Would you retype the whole listing exactly, leaving its pictures out?

EXCERPTED RECORDS:
****************************************
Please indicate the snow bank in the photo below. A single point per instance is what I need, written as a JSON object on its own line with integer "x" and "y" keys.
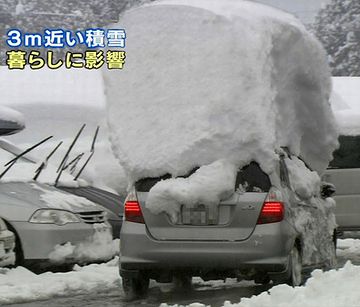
{"x": 346, "y": 104}
{"x": 20, "y": 285}
{"x": 324, "y": 289}
{"x": 99, "y": 246}
{"x": 211, "y": 80}
{"x": 208, "y": 185}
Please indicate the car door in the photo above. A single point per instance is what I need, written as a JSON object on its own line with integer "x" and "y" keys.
{"x": 344, "y": 173}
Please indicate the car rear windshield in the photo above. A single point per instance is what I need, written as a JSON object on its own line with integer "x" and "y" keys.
{"x": 145, "y": 184}
{"x": 251, "y": 178}
{"x": 348, "y": 154}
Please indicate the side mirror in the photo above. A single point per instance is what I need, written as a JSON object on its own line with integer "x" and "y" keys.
{"x": 327, "y": 189}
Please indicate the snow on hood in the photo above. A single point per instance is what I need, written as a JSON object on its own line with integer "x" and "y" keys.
{"x": 211, "y": 80}
{"x": 57, "y": 199}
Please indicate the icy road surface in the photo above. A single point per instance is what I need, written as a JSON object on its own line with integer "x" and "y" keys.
{"x": 211, "y": 293}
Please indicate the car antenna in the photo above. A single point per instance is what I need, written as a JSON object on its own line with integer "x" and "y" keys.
{"x": 92, "y": 150}
{"x": 44, "y": 163}
{"x": 66, "y": 156}
{"x": 13, "y": 161}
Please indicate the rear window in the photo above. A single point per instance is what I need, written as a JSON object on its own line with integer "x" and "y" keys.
{"x": 348, "y": 154}
{"x": 251, "y": 178}
{"x": 145, "y": 184}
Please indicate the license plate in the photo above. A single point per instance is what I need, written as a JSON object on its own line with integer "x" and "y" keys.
{"x": 199, "y": 215}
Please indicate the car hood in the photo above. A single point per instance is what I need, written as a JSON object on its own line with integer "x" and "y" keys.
{"x": 33, "y": 196}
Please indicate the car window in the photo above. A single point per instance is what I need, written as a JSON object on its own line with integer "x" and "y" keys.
{"x": 251, "y": 178}
{"x": 145, "y": 184}
{"x": 348, "y": 154}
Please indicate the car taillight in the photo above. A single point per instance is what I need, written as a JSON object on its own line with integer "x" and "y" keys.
{"x": 271, "y": 212}
{"x": 273, "y": 208}
{"x": 133, "y": 210}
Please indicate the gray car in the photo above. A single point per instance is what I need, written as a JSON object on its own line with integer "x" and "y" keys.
{"x": 45, "y": 220}
{"x": 255, "y": 235}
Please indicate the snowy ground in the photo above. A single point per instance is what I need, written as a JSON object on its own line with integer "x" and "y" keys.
{"x": 96, "y": 285}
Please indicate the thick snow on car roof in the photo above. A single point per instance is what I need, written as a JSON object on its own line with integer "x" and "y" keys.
{"x": 210, "y": 80}
{"x": 11, "y": 121}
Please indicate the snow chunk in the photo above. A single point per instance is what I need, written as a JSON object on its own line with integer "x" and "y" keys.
{"x": 305, "y": 182}
{"x": 10, "y": 115}
{"x": 99, "y": 246}
{"x": 211, "y": 80}
{"x": 208, "y": 185}
{"x": 20, "y": 285}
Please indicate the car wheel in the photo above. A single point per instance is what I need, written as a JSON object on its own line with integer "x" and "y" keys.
{"x": 183, "y": 282}
{"x": 295, "y": 268}
{"x": 135, "y": 287}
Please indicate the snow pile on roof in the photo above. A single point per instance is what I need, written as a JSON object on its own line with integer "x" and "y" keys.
{"x": 211, "y": 80}
{"x": 20, "y": 285}
{"x": 10, "y": 115}
{"x": 346, "y": 104}
{"x": 99, "y": 246}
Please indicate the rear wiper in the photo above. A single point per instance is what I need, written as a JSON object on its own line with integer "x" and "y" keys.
{"x": 63, "y": 165}
{"x": 92, "y": 150}
{"x": 13, "y": 161}
{"x": 44, "y": 163}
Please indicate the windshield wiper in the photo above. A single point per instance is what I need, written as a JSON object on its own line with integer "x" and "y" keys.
{"x": 44, "y": 163}
{"x": 13, "y": 161}
{"x": 62, "y": 165}
{"x": 92, "y": 151}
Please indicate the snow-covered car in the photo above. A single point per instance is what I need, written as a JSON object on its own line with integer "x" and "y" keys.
{"x": 112, "y": 203}
{"x": 7, "y": 245}
{"x": 53, "y": 227}
{"x": 344, "y": 173}
{"x": 257, "y": 233}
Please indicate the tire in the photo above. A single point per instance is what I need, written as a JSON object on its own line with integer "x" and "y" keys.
{"x": 295, "y": 268}
{"x": 183, "y": 282}
{"x": 135, "y": 287}
{"x": 331, "y": 263}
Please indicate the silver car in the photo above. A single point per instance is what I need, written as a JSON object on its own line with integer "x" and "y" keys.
{"x": 344, "y": 173}
{"x": 45, "y": 219}
{"x": 7, "y": 245}
{"x": 253, "y": 236}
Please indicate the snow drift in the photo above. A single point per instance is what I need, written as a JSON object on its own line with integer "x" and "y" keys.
{"x": 211, "y": 80}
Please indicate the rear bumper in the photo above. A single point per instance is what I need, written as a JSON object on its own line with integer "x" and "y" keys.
{"x": 7, "y": 245}
{"x": 266, "y": 250}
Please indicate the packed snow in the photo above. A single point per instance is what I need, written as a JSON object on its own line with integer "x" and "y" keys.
{"x": 323, "y": 289}
{"x": 346, "y": 104}
{"x": 8, "y": 114}
{"x": 208, "y": 185}
{"x": 61, "y": 200}
{"x": 99, "y": 246}
{"x": 21, "y": 285}
{"x": 255, "y": 81}
{"x": 76, "y": 97}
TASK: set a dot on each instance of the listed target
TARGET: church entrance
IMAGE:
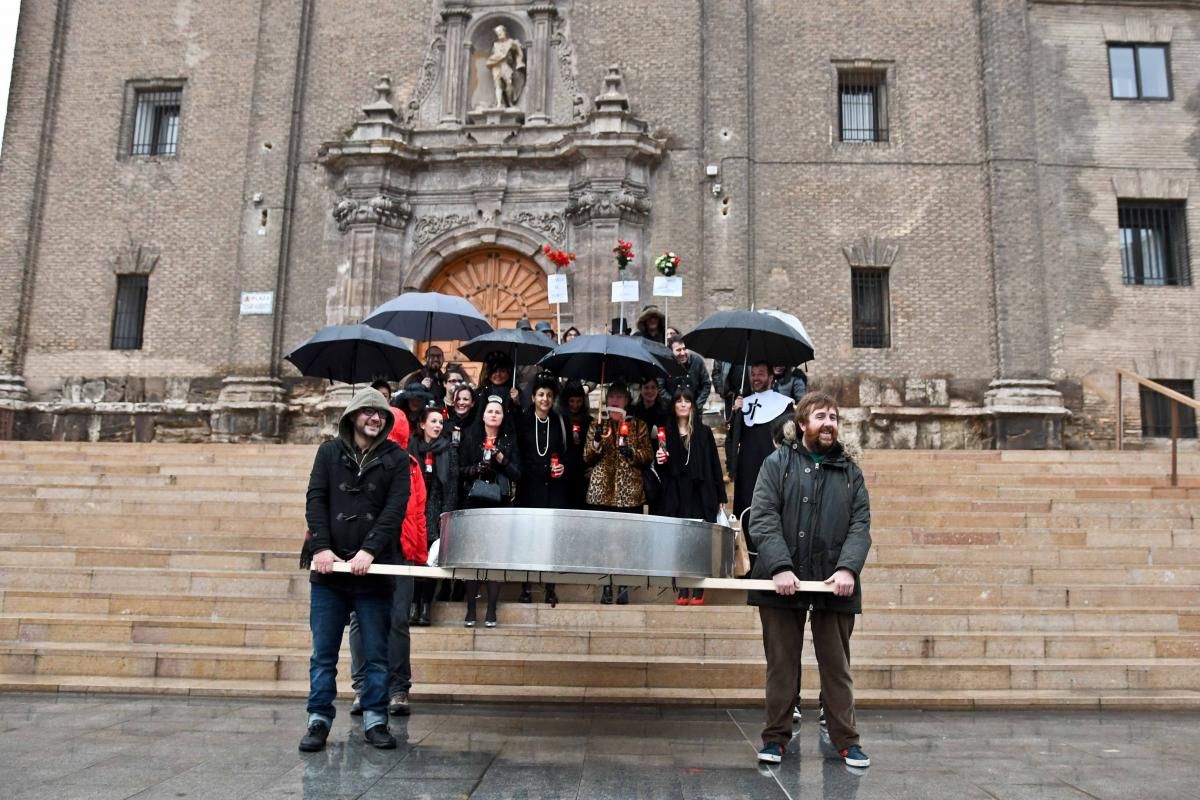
****************************************
RESULT OF THE EXERCISE:
Please indicate the snow bank in the photo below. A single point per instance is what I need, written as a JSON object on its own line with integer "x" and "y" keys.
{"x": 346, "y": 104}
{"x": 20, "y": 285}
{"x": 324, "y": 289}
{"x": 99, "y": 246}
{"x": 211, "y": 80}
{"x": 208, "y": 185}
Please indicate the car door in the photo above. A single point per instance is what I need, written as a JSON object on its own line with integer "x" and "y" keys.
{"x": 344, "y": 173}
Please indicate the car rear windshield in the photo above. A single point per instance is what I need, written as a JSON object on its own line with integer "x" and "y" keys.
{"x": 145, "y": 184}
{"x": 251, "y": 178}
{"x": 348, "y": 154}
Please indicate the side mirror in the photo above. A single point per instance is what I need, written as a JSON object on its own line with integer "x" and "y" keys.
{"x": 327, "y": 189}
Please indicate the snow on hood in the photo above. A single point per instance is what I need, written as a JSON object on its own line with integer "x" and "y" keys.
{"x": 211, "y": 80}
{"x": 57, "y": 199}
Please indicate the icy road surface in the photo above. A single point per instance is what I need, written as a JSON object on its own line with integer "x" and "y" keys.
{"x": 211, "y": 293}
Please indicate the car antenna in the photo above. A single point per instance is what I need, written as a JSON object on its own line with integer "x" and "y" keys.
{"x": 92, "y": 150}
{"x": 44, "y": 163}
{"x": 66, "y": 156}
{"x": 13, "y": 161}
Please indicate the rear window in the photo above. A single point per instance is what I need, written as a JSON object on its own line with integer "x" and "y" keys.
{"x": 348, "y": 154}
{"x": 251, "y": 178}
{"x": 145, "y": 184}
Please indicate the license plate in the photo above. A single point per instance is what I need, written as a JSON object on its own line with integer "x" and "y" keys.
{"x": 199, "y": 215}
Please indicate the car hood in the photo above. A single point per instance is what I need, written as a JSON object on its own line with integer "x" and "y" keys.
{"x": 33, "y": 196}
Please indicate the car window in the photo above. A single point per instance is what I need, written as a JSON object on its own line with integer "x" and "y" keys.
{"x": 251, "y": 178}
{"x": 145, "y": 184}
{"x": 348, "y": 154}
Please indicate the car taillight in the photo above. A single point per instance is what I need, written as a JSON object on its own line with integer "x" and "y" keys.
{"x": 271, "y": 212}
{"x": 273, "y": 208}
{"x": 133, "y": 210}
Please indicate the gray car in the photo above. A single point per instance is what I need, written as a JSON object on its own line with integer "x" and "y" keys.
{"x": 45, "y": 220}
{"x": 255, "y": 235}
Please indicate the snowy ground in the photo above. A single point per instance is what I need, written as a JSON object on its own line with integer "x" and "y" keys.
{"x": 96, "y": 285}
Please indicate the thick snow on car roof in the photo above. A single point per instance is what I need, written as a JSON object on its own line with integer "x" and "y" keys.
{"x": 210, "y": 80}
{"x": 11, "y": 121}
Please indicate the snow chunk in the photo above. A single point per instance is what I need, written as a JSON object on its own line with integer "x" and "y" keys.
{"x": 305, "y": 182}
{"x": 10, "y": 115}
{"x": 99, "y": 246}
{"x": 211, "y": 80}
{"x": 208, "y": 185}
{"x": 20, "y": 285}
Please indicate the car wheel in the photo above. A single point per instance is what I need, written as a JSON object on its own line with integer "x" and "y" keys.
{"x": 183, "y": 282}
{"x": 295, "y": 268}
{"x": 135, "y": 287}
Please indicate the snow pile on roof in the photo above. A single point per instance is what I need, written as a JSON object on its own line with integer "x" and "y" keys.
{"x": 211, "y": 80}
{"x": 20, "y": 285}
{"x": 10, "y": 115}
{"x": 346, "y": 104}
{"x": 99, "y": 246}
Please indicate the rear wiper in the photo above. A single point per instance is what I need, written as a JSON object on its own line with integer "x" and "y" keys.
{"x": 63, "y": 165}
{"x": 92, "y": 150}
{"x": 13, "y": 161}
{"x": 44, "y": 163}
Please indicate the windshield wiper in the photo above. A single point per instance is what I need, written as a JSON object on its own line with integer "x" and "y" keys.
{"x": 44, "y": 163}
{"x": 13, "y": 161}
{"x": 62, "y": 165}
{"x": 92, "y": 151}
Please indicate the snow-covered car in the photo above. A single point per instance is what I need, written as a JSON object on its own line with integer "x" and "y" keys.
{"x": 112, "y": 203}
{"x": 7, "y": 245}
{"x": 53, "y": 227}
{"x": 344, "y": 173}
{"x": 257, "y": 233}
Please indicate the tire in the photo above. A single point per instance is what I need, written as a JSON object on its own line with integer "x" and "y" keys.
{"x": 295, "y": 268}
{"x": 183, "y": 282}
{"x": 135, "y": 287}
{"x": 331, "y": 263}
Please indicate the silver car in the photo above. A single point per instance is what I need, written as a JSON object on its own line with integer "x" and "y" keys.
{"x": 344, "y": 173}
{"x": 45, "y": 219}
{"x": 7, "y": 245}
{"x": 253, "y": 236}
Please indicate the snow drift in the photo above. A single point per instance is what I need, written as a JSON object on its own line with integer "x" and "y" keys.
{"x": 211, "y": 80}
Please indicate the rear bumper in the photo above. A single point per instance is what I need, written as a JSON object on its own line with integer "x" and "y" keys.
{"x": 7, "y": 245}
{"x": 266, "y": 250}
Please indicate the packed snow in the photo above. A single point per instance is what I need, written as a JSON object on its own line with integer "x" and "y" keys.
{"x": 323, "y": 289}
{"x": 346, "y": 104}
{"x": 8, "y": 114}
{"x": 208, "y": 185}
{"x": 61, "y": 200}
{"x": 99, "y": 246}
{"x": 21, "y": 285}
{"x": 255, "y": 81}
{"x": 76, "y": 97}
TASK: set a dot on each instance of the listed target
TARGET: church entrance
IMAGE:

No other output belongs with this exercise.